Brief: Skip the pictures. Transcribe the rest of the data below without changing a word.

Data items
▶
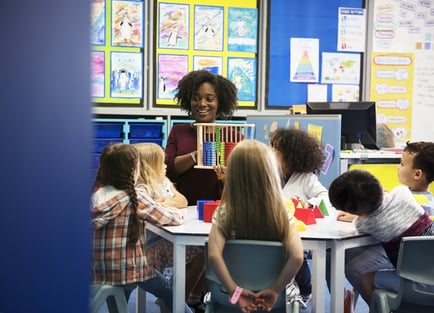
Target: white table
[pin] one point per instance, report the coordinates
(327, 233)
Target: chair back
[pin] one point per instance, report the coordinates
(253, 264)
(416, 259)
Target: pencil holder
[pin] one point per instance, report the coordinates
(215, 142)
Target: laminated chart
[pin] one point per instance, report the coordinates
(215, 142)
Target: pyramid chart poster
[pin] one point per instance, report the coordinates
(304, 62)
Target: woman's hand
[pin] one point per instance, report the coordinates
(345, 217)
(266, 299)
(220, 171)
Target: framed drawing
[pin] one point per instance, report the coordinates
(97, 22)
(212, 64)
(242, 72)
(127, 23)
(171, 68)
(208, 28)
(126, 75)
(242, 29)
(97, 77)
(173, 31)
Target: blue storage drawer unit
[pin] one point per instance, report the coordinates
(109, 130)
(145, 130)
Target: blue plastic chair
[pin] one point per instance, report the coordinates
(252, 264)
(415, 265)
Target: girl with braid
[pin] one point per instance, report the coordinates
(120, 210)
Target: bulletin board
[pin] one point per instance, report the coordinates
(402, 67)
(299, 19)
(326, 128)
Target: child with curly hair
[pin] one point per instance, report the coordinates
(301, 158)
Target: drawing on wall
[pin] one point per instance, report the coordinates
(97, 79)
(173, 32)
(211, 64)
(126, 72)
(208, 28)
(340, 68)
(342, 93)
(171, 68)
(97, 22)
(127, 23)
(242, 72)
(304, 59)
(242, 29)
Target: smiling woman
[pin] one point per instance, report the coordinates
(205, 97)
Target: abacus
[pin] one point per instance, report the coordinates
(215, 142)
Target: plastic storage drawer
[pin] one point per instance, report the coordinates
(158, 141)
(100, 143)
(109, 130)
(145, 130)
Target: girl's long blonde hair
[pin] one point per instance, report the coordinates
(252, 196)
(151, 166)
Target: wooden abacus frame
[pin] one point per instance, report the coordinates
(207, 132)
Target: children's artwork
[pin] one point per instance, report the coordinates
(97, 74)
(342, 93)
(97, 22)
(340, 68)
(126, 75)
(173, 30)
(171, 68)
(242, 29)
(242, 72)
(304, 60)
(127, 23)
(211, 64)
(208, 28)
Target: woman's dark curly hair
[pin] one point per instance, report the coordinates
(302, 152)
(423, 157)
(225, 90)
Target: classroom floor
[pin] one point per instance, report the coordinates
(152, 307)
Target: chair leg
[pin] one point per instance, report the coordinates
(100, 293)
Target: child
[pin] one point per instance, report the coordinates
(153, 178)
(416, 170)
(387, 217)
(301, 158)
(120, 211)
(253, 207)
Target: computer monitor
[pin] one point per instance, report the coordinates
(358, 121)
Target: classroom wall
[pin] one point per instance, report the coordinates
(45, 156)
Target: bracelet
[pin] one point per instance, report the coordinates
(193, 156)
(236, 295)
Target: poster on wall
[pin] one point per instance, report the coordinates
(208, 28)
(392, 90)
(173, 32)
(304, 60)
(211, 64)
(171, 68)
(351, 29)
(97, 22)
(242, 29)
(126, 75)
(340, 68)
(242, 72)
(97, 77)
(127, 23)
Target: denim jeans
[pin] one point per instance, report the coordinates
(158, 286)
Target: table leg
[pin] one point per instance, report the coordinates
(318, 277)
(337, 276)
(178, 278)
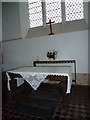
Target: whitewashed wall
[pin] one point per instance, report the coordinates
(73, 45)
(10, 21)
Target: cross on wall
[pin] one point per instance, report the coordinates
(50, 25)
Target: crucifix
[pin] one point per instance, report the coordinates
(50, 25)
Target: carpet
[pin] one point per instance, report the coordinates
(77, 108)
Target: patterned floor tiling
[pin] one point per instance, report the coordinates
(77, 109)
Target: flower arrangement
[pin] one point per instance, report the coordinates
(52, 54)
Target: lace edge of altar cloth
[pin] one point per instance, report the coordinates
(35, 79)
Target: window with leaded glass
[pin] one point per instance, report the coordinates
(74, 10)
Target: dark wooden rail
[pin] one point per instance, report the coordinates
(58, 62)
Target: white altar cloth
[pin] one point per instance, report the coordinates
(35, 75)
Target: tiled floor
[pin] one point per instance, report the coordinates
(77, 108)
◀
Correct result:
Target: white table
[pin] one point per instance, report the coordinates
(327, 233)
Target: chair back
[pin] one point per instance, report the coordinates
(253, 264)
(416, 259)
Target: pencil holder
[pin] one point per instance, report the coordinates
(215, 142)
Target: laminated chart
[pin] one point per instance, report the coordinates
(215, 142)
Target: pyramid chart poster
[pin] one point per instance, report the coordinates
(304, 62)
Target: woman's hand
[pin] one point per instance, report the coordinates
(345, 217)
(266, 299)
(220, 171)
Target: framed drawing
[pin] one point per instance, report the coordinates
(97, 22)
(212, 64)
(242, 72)
(127, 23)
(171, 68)
(208, 28)
(126, 75)
(242, 29)
(97, 77)
(173, 31)
Target: blue storage drawer unit
[pin] one point per instance, report the coordinates
(109, 130)
(145, 130)
Target: blue plastic chair
[pin] one point per instance, report the coordinates
(252, 264)
(415, 265)
Target: girl with braid
[pin] one point per instance, report the coordinates
(120, 210)
Target: bulletin board
[pin] one point per instance, report the coordinates
(402, 67)
(299, 19)
(326, 128)
Target: child with curly hair
[pin] one point per instance, report the coordinates
(301, 158)
Target: drawing on wall
[pin] one point per instance, report the coordinates
(97, 79)
(173, 32)
(211, 64)
(126, 72)
(208, 28)
(340, 68)
(342, 93)
(171, 68)
(97, 22)
(127, 23)
(242, 72)
(304, 59)
(242, 29)
Target: smiling woman
[pin] one point per instance, report the coordinates
(205, 97)
Target: abacus
[pin] one point per instance, report the coordinates
(215, 142)
Target: plastic storage drawer
[pin] one point per instance, report the coordinates
(158, 141)
(100, 143)
(109, 130)
(145, 130)
Target: girl's long blonde hair
[pin] one point per instance, report the coordinates
(252, 196)
(151, 166)
Target: wooden abacus frame
[pin] one point per instance, report the coordinates
(207, 132)
Target: children's artwork
[pin] one point per instance, report the coordinates
(97, 74)
(342, 93)
(97, 22)
(340, 68)
(126, 75)
(173, 30)
(171, 68)
(242, 29)
(242, 72)
(304, 60)
(127, 23)
(211, 64)
(208, 28)
Target: woman's dark curly hair
[pin] one point per instance, report the coordinates
(302, 152)
(423, 157)
(225, 90)
Target: classroom floor
[pin] one point per instance, report the coordinates
(152, 307)
Target: chair leg
[pin] one point per instance, report the coordinates
(100, 293)
Target: child
[pin] one point per instance, report the coordinates
(153, 178)
(416, 170)
(387, 217)
(301, 158)
(120, 211)
(253, 207)
Target: computer monitor
[pin] one point per instance, report the coordinates
(358, 121)
Target: classroom wall
[pin] one point per instance, report the coordinates
(45, 156)
Target: bracelet
[pin] one point per instance, report the coordinates
(193, 156)
(236, 295)
Target: poster on wall
[pin] one point per instance, report the coordinates
(208, 28)
(392, 90)
(173, 32)
(304, 60)
(211, 64)
(171, 68)
(351, 29)
(97, 22)
(242, 29)
(126, 75)
(340, 68)
(242, 72)
(97, 77)
(127, 23)
Target: denim jeans
[pin] one point per instance, report the coordinates
(158, 286)
Target: table leg
[pin] one point per instance, report the coordinates
(318, 277)
(337, 276)
(178, 278)
Target: whitewashed wall
[pin] one point per instance, report the coordinates
(73, 45)
(10, 21)
Target: cross on wall
[pin] one point per instance, report the coordinates
(50, 25)
Target: crucifix
[pin] one point per instance, report the coordinates
(50, 25)
Target: carpet
[pin] one point per instance, report the coordinates
(77, 108)
Target: patterned floor tiling
[pin] one point per instance, report the coordinates
(77, 109)
Target: flower arrangement
[pin] one point per instance, report the coordinates
(52, 54)
Target: lace edge of altar cloth
[pin] one point per instance, report the coordinates
(35, 79)
Target: window with leaded glass
[pin] one point per instance, report the coordinates
(74, 10)
Target: dark wooden rail
[pin] one point per instance, report the coordinates
(58, 62)
Target: white altar cloth
[pin] one point per instance, report the coordinates
(35, 75)
Target: tiled floor
[pin] one point per instance, report the coordinates
(77, 108)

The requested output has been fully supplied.